Selected excerpt:
══════════════════════════════
An Evening with the Cleavers

By Steve Herte

Over the years I've been writing the Dinner and a Movie column, the most frequent question I’ve gotten is, “Why do you write restaurant reviews for a movie blog?"

My answer is that I'm primarily a gastronome who loves movies. I feel the column is a part of what makes Celluloid Club unique, and for those that don't like unique, there are thousands of other blogs out there without restaurant reviews.

I love what I'm doing and enjoy my movie and dinner night. Sometimes things go wrong; sometimes everything is perfect. It’s my foray into the unknown. In this case, it was a director that drew me to the film and a mostly unfamiliar menu that led me to the table. Movies are my escape from harsh reality and dining out provides me with an excuse to say whether or not I like a certain dish with authority. And I cleave to these principles. Speaking of cleavers, enjoy!

Crimson Peak (Universal, 2015) – Director: Guillermo del Toro. Writers: Guillermo del Toro and Matthew Robbins. Stars: Mia Wasikowska, Jessica Chastain, Tom Hiddleston, Charlie Hunnam, Jim Beaver, Burn Gorman, Leslie Hope, Doug Jones, Jonathan Hyde, Bruce Gray, Emily Coutts, Alec Stockwell, Brigitte Robinson, Gillian Ferrier, & Tamara Hope. Color, Rated R, 119 minutes.

Ghosts are real. This much I know.” Edith Cushing.

It’s 1901 in Buffalo, New York. Edith Cushing (Wasikowska) is writing ghost stories and trying to break into the man’s world of authorship. Her editor doesn’t care if her story is good or not. He believes that a woman should be writing love stories. He doesn’t know that Edith writes from experience. Fourteen years prior, her mother died and visited her as a creepy blackened ghost with long claw-like fingers to warn her about avoiding “Crimson Peak.” As a child, Edith had no idea what her mother meant, she was too busy being terrified.
══════════════════════════════
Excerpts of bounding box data
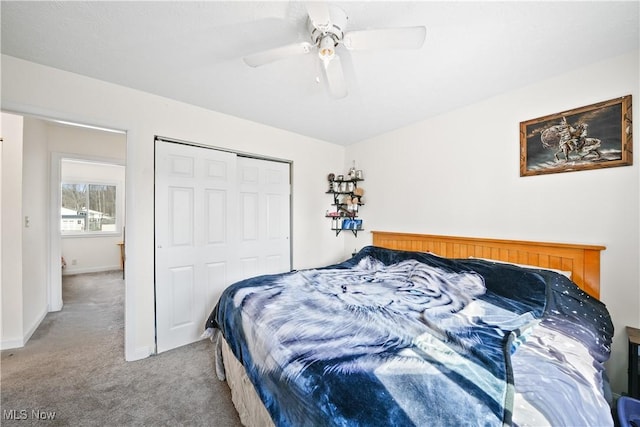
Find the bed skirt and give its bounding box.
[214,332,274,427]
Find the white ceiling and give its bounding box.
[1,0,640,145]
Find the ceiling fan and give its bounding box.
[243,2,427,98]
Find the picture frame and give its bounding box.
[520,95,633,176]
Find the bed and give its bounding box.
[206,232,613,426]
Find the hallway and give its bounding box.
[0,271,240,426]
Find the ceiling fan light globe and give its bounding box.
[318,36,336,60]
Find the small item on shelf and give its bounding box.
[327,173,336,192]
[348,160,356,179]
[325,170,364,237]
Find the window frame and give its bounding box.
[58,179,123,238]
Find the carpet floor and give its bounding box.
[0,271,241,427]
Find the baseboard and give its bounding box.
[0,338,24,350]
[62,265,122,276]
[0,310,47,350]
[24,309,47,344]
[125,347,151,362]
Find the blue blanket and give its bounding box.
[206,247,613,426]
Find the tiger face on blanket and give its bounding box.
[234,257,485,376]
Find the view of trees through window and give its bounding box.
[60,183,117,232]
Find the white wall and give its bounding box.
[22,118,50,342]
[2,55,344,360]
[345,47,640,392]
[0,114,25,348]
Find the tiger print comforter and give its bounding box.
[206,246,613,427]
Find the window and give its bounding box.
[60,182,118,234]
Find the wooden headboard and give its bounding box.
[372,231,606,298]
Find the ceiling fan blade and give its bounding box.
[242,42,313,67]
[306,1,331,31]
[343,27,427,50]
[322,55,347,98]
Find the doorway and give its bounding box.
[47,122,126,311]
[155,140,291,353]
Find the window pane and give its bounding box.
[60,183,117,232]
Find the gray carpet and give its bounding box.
══════════════════════════════
Short problem 1: According to the Crimson Peak review, in what year and city does the film's story open?
Short problem 2: Summarize the Crimson Peak review in two sentences.
Short problem 3: Proceed with the Crimson Peak review from the point where it stops.
The entries are not needed for any of this work.

Final answer 1: It opens in 1901 in Buffalo, New York.

Final answer 2: The writer explains that the Dinner and a Movie column pairs restaurant reviews with films because the writer is primarily a gastronome who loves movies, and notes that this time a director drew the writer to the film. The review then introduces Crimson Peak, in which Edith Cushing writes ghost stories that her editor thinks should be love stories, drawing on her childhood experience of her dead mother's ghost warning her about "Crimson Peak."

Final answer 3:
Her father, Carter Cushing (Beaver) and her childhood friend, Dr. Alan McMichael (Hunnam) both wonder why a young, pretty girl would rather write books than go to parties. Alan’s mother, Mrs. McMichael (Hope), along with all the society girls, chides her as being a “Mary Shelley.” All the girls are abuzz about a newcomer to town: a charming young Baronet from England who will be attending the latest soirée.

But Edith will have none of that and she stays home while her father and Alan leave. It’s a rainy night. Her maid announces that a man is here to see her, and he has been standing in the rain until her father left the house. She reluctantly agrees to see him and, when she meets Sir Thomas Sharpe (Hiddleston), there is immediately something chemical between the two. He talks her into going to the party and, if her arrival isn’t enough to set the gossipers chattering, he demonstrates the waltz with her while holding a lit candle. “If you dance the waltz properly, the flame never goes out.” And it doesn’t.

Thomas’ sister, Lady Lucille Sharpe (Chastain) plays the piano while eying her brother and Edith with a strange, predatory expression that changes to condescension whenever she speaks with Edith. Edith doesn’t notice any of this; she’s falling in love with Thomas.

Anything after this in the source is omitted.